**Your goal:**
Please retype the data in full, exactly as given.
** Data follows **
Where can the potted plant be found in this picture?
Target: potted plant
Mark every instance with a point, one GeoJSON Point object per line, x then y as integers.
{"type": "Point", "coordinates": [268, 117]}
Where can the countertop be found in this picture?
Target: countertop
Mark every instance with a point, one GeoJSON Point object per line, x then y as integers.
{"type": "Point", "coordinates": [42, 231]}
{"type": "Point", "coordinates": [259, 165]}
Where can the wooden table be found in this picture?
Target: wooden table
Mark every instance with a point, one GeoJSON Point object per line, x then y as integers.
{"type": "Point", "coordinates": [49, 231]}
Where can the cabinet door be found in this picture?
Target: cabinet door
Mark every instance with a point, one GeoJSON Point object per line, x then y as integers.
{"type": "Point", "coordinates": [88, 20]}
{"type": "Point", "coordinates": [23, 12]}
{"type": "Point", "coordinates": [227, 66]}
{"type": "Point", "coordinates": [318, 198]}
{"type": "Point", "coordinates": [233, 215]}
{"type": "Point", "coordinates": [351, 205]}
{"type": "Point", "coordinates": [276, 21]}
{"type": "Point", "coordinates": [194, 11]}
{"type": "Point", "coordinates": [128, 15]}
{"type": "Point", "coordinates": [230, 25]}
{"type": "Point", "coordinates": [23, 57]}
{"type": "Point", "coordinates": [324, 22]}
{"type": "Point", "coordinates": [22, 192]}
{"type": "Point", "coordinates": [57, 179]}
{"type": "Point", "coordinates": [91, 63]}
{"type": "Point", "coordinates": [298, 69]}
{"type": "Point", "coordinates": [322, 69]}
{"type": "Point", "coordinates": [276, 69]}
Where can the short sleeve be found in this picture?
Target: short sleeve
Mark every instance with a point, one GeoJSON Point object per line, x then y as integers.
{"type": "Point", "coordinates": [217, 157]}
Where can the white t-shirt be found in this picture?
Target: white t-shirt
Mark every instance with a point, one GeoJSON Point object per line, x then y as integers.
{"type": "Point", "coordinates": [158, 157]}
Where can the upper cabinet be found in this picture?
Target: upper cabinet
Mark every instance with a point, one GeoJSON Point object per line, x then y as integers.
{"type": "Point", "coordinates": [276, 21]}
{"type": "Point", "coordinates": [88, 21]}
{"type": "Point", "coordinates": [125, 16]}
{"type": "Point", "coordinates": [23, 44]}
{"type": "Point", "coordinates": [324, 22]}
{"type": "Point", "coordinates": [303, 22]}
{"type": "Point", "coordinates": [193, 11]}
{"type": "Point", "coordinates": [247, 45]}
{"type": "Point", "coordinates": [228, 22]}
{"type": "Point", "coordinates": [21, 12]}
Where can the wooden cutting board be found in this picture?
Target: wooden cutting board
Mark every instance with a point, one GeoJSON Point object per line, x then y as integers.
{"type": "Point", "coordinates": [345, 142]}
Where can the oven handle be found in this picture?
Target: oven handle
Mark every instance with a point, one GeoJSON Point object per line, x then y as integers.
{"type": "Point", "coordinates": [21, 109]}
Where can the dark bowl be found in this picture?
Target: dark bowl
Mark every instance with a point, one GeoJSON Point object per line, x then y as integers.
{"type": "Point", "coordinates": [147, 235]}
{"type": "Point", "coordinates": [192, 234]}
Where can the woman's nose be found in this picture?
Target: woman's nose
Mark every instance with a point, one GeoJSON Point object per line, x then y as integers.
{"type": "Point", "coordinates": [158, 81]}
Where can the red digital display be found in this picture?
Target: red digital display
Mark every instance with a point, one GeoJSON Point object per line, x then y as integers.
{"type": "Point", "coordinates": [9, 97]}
** End of Data **
**Exercise solution:**
Where can the potted plant be found in this picture?
Target: potted plant
Mark every instance with a point, one GeoJSON Point object per line, x then y as integers.
{"type": "Point", "coordinates": [268, 117]}
Where can the countertop be found in this picture?
Target: countertop
Mark every instance with a point, one GeoJSON Point object per line, x then y as integers.
{"type": "Point", "coordinates": [42, 231]}
{"type": "Point", "coordinates": [259, 165]}
Where can the wooden table be found in this picture?
Target: wooden table
Mark every instance with a point, one GeoJSON Point object per line, x then y as integers.
{"type": "Point", "coordinates": [49, 231]}
Where can the cabinet door be found in this picture?
Target: cabinet door
Mark every instance with a point, one GeoJSON Point object per line, x then y as integers.
{"type": "Point", "coordinates": [88, 20]}
{"type": "Point", "coordinates": [23, 12]}
{"type": "Point", "coordinates": [227, 66]}
{"type": "Point", "coordinates": [318, 198]}
{"type": "Point", "coordinates": [233, 215]}
{"type": "Point", "coordinates": [351, 205]}
{"type": "Point", "coordinates": [276, 21]}
{"type": "Point", "coordinates": [194, 11]}
{"type": "Point", "coordinates": [128, 15]}
{"type": "Point", "coordinates": [230, 25]}
{"type": "Point", "coordinates": [23, 57]}
{"type": "Point", "coordinates": [324, 22]}
{"type": "Point", "coordinates": [22, 192]}
{"type": "Point", "coordinates": [57, 179]}
{"type": "Point", "coordinates": [91, 63]}
{"type": "Point", "coordinates": [298, 69]}
{"type": "Point", "coordinates": [322, 69]}
{"type": "Point", "coordinates": [276, 69]}
Where can the short sleeve be found in this picture?
Target: short sleeve
Mark every instance with a point, one GeoJSON Point object per line, x then y as integers.
{"type": "Point", "coordinates": [217, 157]}
Where can the white t-shirt be found in this picture?
Target: white t-shirt
Mark every instance with a point, one GeoJSON Point object per line, x then y as integers.
{"type": "Point", "coordinates": [158, 157]}
Where can the upper cabinet be found in this picture?
Target: upper cabinet
Mark every instance with a point, one GeoJSON Point object per line, x then y as integers.
{"type": "Point", "coordinates": [276, 21]}
{"type": "Point", "coordinates": [88, 21]}
{"type": "Point", "coordinates": [125, 16]}
{"type": "Point", "coordinates": [23, 44]}
{"type": "Point", "coordinates": [324, 22]}
{"type": "Point", "coordinates": [303, 22]}
{"type": "Point", "coordinates": [193, 11]}
{"type": "Point", "coordinates": [247, 45]}
{"type": "Point", "coordinates": [228, 22]}
{"type": "Point", "coordinates": [21, 12]}
Where can the wooden cutting board be found in this picture?
Target: wooden cutting board
Mark every instance with a point, one GeoJSON Point object per line, x then y as integers.
{"type": "Point", "coordinates": [345, 142]}
Where can the oven handle be found in this picture?
Target: oven handle
Mark every instance with a point, one GeoJSON Point object per line, x then y as integers.
{"type": "Point", "coordinates": [21, 109]}
Where can the dark bowl be found in this picture?
Target: dark bowl
Mark every instance with a point, one GeoJSON Point object per line, x then y as integers.
{"type": "Point", "coordinates": [147, 235]}
{"type": "Point", "coordinates": [192, 234]}
Where can the woman's nose be found in this picture?
Target: woman's nose
Mark every instance with a point, one GeoJSON Point object per line, x then y as integers.
{"type": "Point", "coordinates": [158, 81]}
Where can the red digital display be found in this picture?
Target: red digital display
Mark every instance with a point, one GeoJSON Point object per line, x then y as integers.
{"type": "Point", "coordinates": [9, 97]}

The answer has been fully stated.